▶ Text segment
As 49 states report widespread flu activity for the second week in a row, researchers at UCLA offer hope in the form of a new flu vaccine candidate.
For the second week in a row, 49 states reported widespread influenza activity; however, during this severe flu season, one new study is offering hope in the form of a new flu vaccine candidate.
During week 2 ending January 13, 2018, the Centers for Disease Control and Prevention (CDC) reported that the proportion of outpatient visits for influenza-like illness (ILI) rose from 5.8% to 6.3% since the prior week, while all 10 national regions saw ILI activity at or above their baseline levels. The weekly FluView report also noted that as of week 2 there have been 8,990 total laboratory-confirmed flu-related hospitalizations this season, which is up from 6,486 total flu hospitalizations the previous week. In addition, 10 more flu-related pediatric deaths that were reported in week 2 brought this season’s total to 30 deaths.
In South Carolina, more than 3 times as many flu deaths have been reported as of week 2 in the 2017-2018 flu season than were reported at the same time last season. By week 2 of the 2016-2017 flu season, South Carolina was experiencing widespread flu activity and reported 7 flu-related deaths. As of week 2 ending January 13, 2018, the state has reported 24 flu-related deaths since the start of the flu season; 9 of those deaths were reported just in week 2 alone.

▶ Provided information
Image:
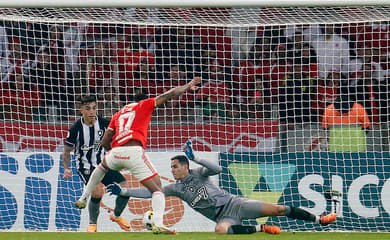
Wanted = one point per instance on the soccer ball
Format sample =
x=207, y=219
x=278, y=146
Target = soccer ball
x=147, y=219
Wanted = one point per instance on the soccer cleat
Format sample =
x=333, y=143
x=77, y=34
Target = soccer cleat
x=325, y=220
x=92, y=228
x=81, y=203
x=121, y=222
x=162, y=229
x=270, y=229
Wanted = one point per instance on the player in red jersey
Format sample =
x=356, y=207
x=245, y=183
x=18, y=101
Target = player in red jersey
x=126, y=139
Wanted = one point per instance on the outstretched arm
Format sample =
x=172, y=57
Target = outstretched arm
x=207, y=169
x=177, y=91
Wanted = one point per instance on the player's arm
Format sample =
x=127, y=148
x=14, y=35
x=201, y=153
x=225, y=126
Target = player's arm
x=107, y=138
x=177, y=91
x=66, y=161
x=208, y=168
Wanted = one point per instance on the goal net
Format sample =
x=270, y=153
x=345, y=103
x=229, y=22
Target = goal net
x=293, y=104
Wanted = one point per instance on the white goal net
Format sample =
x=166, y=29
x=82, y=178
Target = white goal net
x=294, y=100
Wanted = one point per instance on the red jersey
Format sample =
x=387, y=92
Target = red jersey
x=132, y=122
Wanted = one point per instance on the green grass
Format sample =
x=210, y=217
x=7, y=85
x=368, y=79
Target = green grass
x=189, y=236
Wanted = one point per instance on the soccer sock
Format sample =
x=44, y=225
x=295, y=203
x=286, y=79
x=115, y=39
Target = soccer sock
x=240, y=229
x=120, y=204
x=94, y=209
x=158, y=206
x=299, y=213
x=95, y=178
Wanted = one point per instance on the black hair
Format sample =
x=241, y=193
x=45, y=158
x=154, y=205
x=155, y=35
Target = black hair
x=182, y=159
x=343, y=104
x=87, y=99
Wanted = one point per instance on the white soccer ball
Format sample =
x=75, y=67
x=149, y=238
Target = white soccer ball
x=147, y=219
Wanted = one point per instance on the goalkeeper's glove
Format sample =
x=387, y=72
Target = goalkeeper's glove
x=114, y=189
x=189, y=152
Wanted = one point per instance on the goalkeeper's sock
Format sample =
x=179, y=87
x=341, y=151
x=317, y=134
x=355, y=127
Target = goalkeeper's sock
x=95, y=178
x=158, y=206
x=300, y=214
x=94, y=210
x=120, y=204
x=240, y=229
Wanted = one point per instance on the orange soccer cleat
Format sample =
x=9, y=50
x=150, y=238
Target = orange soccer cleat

▶ What you have to do
Continue the article on this flu season and the UCLA vaccine candidate, starting after its last sentence.

▶ Written answer
In Texas, Dallas County has already seen 43 flu-related deaths during a season in which the state has reported at least 11,150 flu-positive respiratory specimens. “The flu is a very serious illness and Texas is currently seeing a high level of flu cases,” state health commissioner John Hellerstedt, MD, said in a recent message. “It’s important we all take precautions against the flu. It’s imperative that people over 65, young children, pregnant women, and people with chronic health conditions protect themselves against the flu. Folks in these groups are at greater risk of severe flu complications, like hospitalization and even death. The best way to prevent influenza is to get the flu shot and it’s not too late. The flu shot can reduce flu illnesses, doctor’s visits, and missed work and school, as well as prevent flu-related hospitalizations and death.”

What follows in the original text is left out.